Your answer should be the complete set of entries, transcribed exactly.

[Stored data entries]
===============

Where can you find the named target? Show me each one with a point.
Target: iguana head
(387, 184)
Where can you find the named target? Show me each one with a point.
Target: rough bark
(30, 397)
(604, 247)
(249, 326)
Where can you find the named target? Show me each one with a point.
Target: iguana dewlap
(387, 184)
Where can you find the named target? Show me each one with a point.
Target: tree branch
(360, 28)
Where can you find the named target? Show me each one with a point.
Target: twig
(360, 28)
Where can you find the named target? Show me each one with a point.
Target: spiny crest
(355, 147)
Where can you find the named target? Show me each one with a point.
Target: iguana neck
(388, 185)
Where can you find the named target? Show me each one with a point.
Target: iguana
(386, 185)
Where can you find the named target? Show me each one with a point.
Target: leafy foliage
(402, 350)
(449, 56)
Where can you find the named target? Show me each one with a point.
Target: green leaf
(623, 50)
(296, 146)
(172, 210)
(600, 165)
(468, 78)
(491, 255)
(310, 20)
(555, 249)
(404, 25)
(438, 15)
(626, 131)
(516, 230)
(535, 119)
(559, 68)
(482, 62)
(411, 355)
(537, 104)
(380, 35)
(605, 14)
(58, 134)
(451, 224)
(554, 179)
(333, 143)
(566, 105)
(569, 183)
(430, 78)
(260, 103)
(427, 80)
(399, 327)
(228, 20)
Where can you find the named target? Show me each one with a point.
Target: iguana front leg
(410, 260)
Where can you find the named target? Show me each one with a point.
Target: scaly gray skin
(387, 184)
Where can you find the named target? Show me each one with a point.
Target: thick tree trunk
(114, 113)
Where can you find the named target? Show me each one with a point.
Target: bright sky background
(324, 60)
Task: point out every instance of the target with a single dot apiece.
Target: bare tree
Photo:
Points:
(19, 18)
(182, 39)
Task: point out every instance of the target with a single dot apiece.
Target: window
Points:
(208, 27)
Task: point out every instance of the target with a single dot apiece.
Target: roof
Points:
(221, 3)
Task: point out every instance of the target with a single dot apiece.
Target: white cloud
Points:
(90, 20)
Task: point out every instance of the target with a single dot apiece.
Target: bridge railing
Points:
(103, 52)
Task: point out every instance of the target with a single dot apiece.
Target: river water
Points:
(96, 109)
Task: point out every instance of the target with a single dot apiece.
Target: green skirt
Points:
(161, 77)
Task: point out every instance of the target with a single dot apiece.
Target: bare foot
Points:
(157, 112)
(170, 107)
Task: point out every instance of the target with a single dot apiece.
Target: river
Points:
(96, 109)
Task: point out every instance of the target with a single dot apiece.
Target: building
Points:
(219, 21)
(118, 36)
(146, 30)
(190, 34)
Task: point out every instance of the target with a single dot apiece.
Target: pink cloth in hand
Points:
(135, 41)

===============

Exercise output »
Where can you find the named target? Show me each one with a point.
Target: iguana head
(387, 184)
Where can you find the named target? Show me each one with a point.
Target: rough bark
(30, 397)
(604, 247)
(249, 326)
Where can you find the named target? Show me each one with a point.
Target: iguana dewlap
(387, 184)
Where can you find the named target? Show me each one with a point.
Target: tree branch
(360, 28)
Where can you find the named target? Show me each one with a point.
Target: twig
(360, 28)
Where can you find the named target? Show me each one with a point.
Target: spiny crest
(355, 147)
Where can you find the named target? Show me each one with a point.
Target: iguana neck
(388, 185)
Where can you find the named target? Show me each one with a point.
Target: iguana
(386, 185)
Where can you find the named target? Show me each one with a point.
Target: leafy foliage
(402, 350)
(449, 56)
Where can you find the named target? Show me each one with a point.
Target: green leaf
(623, 50)
(296, 146)
(172, 210)
(600, 165)
(468, 78)
(491, 255)
(310, 20)
(555, 249)
(404, 25)
(438, 15)
(626, 131)
(516, 230)
(535, 119)
(559, 68)
(482, 62)
(411, 355)
(537, 104)
(380, 35)
(605, 14)
(58, 134)
(451, 224)
(554, 179)
(333, 143)
(566, 105)
(569, 183)
(430, 78)
(260, 103)
(427, 80)
(399, 327)
(228, 20)
Where can you find the named target? Show me each one with a point.
Target: iguana front leg
(410, 260)
Where can you find the named target? Show me each one with a point.
Target: scaly gray skin
(387, 184)
Where can you find the named target? Show me each one with a point.
Target: thick tree trunk
(114, 113)
Where can you find the named target? Show me each one with a point.
Target: bright sky background
(324, 60)
Task: point out every instance of the target with a single dot apiece.
Target: bare tree
Photo:
Points:
(19, 18)
(182, 39)
Task: point out every instance of the target with a single dot apiece.
Target: window
Points:
(208, 27)
Task: point out every instance of the target with a single dot apiece.
Target: roof
Points:
(221, 3)
Task: point out every instance of the target with a single dot apiece.
Target: white cloud
Points:
(90, 20)
Task: point out every instance of the target with a single dot apiece.
Target: bridge railing
Points:
(103, 52)
Task: point out every instance of the target with a single dot apiece.
Target: river water
Points:
(96, 109)
Task: point out every instance of the target with a single dot apiece.
Target: green skirt
Points:
(161, 77)
Task: point out every instance of the target with a single dot apiece.
Target: bare foot
Points:
(157, 112)
(170, 107)
Task: point out every instance of the target with a single dot apiece.
Target: river
Points:
(96, 109)
Task: point out every instance of the target with a single dot apiece.
Target: building
Points:
(219, 21)
(118, 36)
(146, 30)
(190, 34)
Task: point out every instance of the target with a single dot apiece.
Target: pink cloth in hand
Points:
(135, 41)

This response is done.